*What you need to do:*
Repeat, line for line, the entries printed below.

*Source records:*
== Segment start ==
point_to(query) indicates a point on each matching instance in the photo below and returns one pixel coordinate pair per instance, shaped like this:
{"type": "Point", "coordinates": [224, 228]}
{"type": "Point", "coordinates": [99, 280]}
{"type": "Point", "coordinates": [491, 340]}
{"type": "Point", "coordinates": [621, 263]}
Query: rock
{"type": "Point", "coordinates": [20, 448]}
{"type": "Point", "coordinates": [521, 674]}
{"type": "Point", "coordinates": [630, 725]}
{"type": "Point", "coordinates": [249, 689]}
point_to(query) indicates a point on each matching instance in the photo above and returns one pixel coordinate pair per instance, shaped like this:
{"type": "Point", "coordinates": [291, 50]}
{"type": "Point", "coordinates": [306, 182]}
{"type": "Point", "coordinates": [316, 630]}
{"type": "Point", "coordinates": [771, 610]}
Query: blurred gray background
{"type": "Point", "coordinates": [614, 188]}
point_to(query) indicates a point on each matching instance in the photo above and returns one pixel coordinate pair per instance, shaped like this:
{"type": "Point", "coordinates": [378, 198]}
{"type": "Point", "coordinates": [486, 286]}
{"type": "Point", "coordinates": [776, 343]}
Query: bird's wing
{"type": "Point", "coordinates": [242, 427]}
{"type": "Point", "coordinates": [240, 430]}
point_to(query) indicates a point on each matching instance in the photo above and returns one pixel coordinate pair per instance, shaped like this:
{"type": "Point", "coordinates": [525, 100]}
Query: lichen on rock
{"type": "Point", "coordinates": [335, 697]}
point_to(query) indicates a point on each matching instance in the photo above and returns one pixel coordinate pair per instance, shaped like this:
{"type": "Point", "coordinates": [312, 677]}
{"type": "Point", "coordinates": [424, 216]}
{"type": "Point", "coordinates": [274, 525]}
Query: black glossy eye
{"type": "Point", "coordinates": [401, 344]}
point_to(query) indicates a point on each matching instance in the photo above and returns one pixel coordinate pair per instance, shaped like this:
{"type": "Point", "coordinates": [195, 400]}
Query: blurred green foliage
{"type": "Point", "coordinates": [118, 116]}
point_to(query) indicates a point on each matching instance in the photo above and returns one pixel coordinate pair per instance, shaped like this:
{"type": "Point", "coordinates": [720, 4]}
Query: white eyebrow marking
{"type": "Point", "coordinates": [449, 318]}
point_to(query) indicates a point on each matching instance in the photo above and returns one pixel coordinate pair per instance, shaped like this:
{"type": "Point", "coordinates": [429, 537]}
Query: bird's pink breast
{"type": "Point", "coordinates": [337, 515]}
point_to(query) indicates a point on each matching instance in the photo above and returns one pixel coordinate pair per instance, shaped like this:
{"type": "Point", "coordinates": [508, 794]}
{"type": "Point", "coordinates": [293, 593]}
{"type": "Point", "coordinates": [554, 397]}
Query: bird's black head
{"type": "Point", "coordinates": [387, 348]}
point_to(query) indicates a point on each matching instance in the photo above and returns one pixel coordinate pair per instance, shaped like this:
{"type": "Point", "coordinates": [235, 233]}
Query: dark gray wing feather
== Segment end ==
*Task output:*
point_to(query) indicates a point on each matching instance in the photo below and returns one pixel coordinate pair per instance, shaped like this:
{"type": "Point", "coordinates": [224, 228]}
{"type": "Point", "coordinates": [99, 280]}
{"type": "Point", "coordinates": [491, 340]}
{"type": "Point", "coordinates": [621, 263]}
Query: rock
{"type": "Point", "coordinates": [20, 448]}
{"type": "Point", "coordinates": [521, 674]}
{"type": "Point", "coordinates": [630, 725]}
{"type": "Point", "coordinates": [249, 689]}
point_to(query) indicates a point on each matching instance in the photo above and returns one pixel coordinate pair per instance, shaped like this:
{"type": "Point", "coordinates": [291, 50]}
{"type": "Point", "coordinates": [306, 182]}
{"type": "Point", "coordinates": [316, 630]}
{"type": "Point", "coordinates": [771, 610]}
Query: blurred gray background
{"type": "Point", "coordinates": [614, 188]}
point_to(query) indicates a point on each matching instance in the photo above and returns one pixel coordinate pair per instance, shaped like this:
{"type": "Point", "coordinates": [378, 198]}
{"type": "Point", "coordinates": [486, 286]}
{"type": "Point", "coordinates": [776, 343]}
Query: bird's wing
{"type": "Point", "coordinates": [242, 427]}
{"type": "Point", "coordinates": [240, 430]}
point_to(query) indicates a point on each matching instance in the photo above and returns one pixel coordinate pair per instance, shaped like this:
{"type": "Point", "coordinates": [525, 100]}
Query: lichen on rock
{"type": "Point", "coordinates": [335, 697]}
point_to(query) indicates a point on each matching instance in the photo above and returns one pixel coordinate pair per instance, shaped like this:
{"type": "Point", "coordinates": [312, 677]}
{"type": "Point", "coordinates": [424, 216]}
{"type": "Point", "coordinates": [274, 525]}
Query: black glossy eye
{"type": "Point", "coordinates": [401, 344]}
point_to(query) indicates a point on each matching instance in the photo above and returns one pixel coordinate pair per instance, shaped like this:
{"type": "Point", "coordinates": [195, 400]}
Query: blurred green foliage
{"type": "Point", "coordinates": [118, 116]}
point_to(query) indicates a point on each matching instance in the photo above and returns one pixel coordinate pair per instance, shaped like this:
{"type": "Point", "coordinates": [720, 4]}
Query: white eyebrow marking
{"type": "Point", "coordinates": [449, 318]}
point_to(query) indicates a point on each matching instance in the photo above and returns one pixel coordinate pair per instance, shaped like this:
{"type": "Point", "coordinates": [429, 537]}
Query: bird's pink breast
{"type": "Point", "coordinates": [337, 515]}
point_to(query) indicates a point on each matching instance in the photo above and returns one pixel coordinate pair per instance, shaped like this:
{"type": "Point", "coordinates": [508, 794]}
{"type": "Point", "coordinates": [293, 593]}
{"type": "Point", "coordinates": [554, 397]}
Query: bird's black head
{"type": "Point", "coordinates": [387, 348]}
point_to(query) indicates a point on each matching instance in the photo above and returns one pixel coordinate pair per instance, shaped like this:
{"type": "Point", "coordinates": [235, 233]}
Query: dark gray wing feather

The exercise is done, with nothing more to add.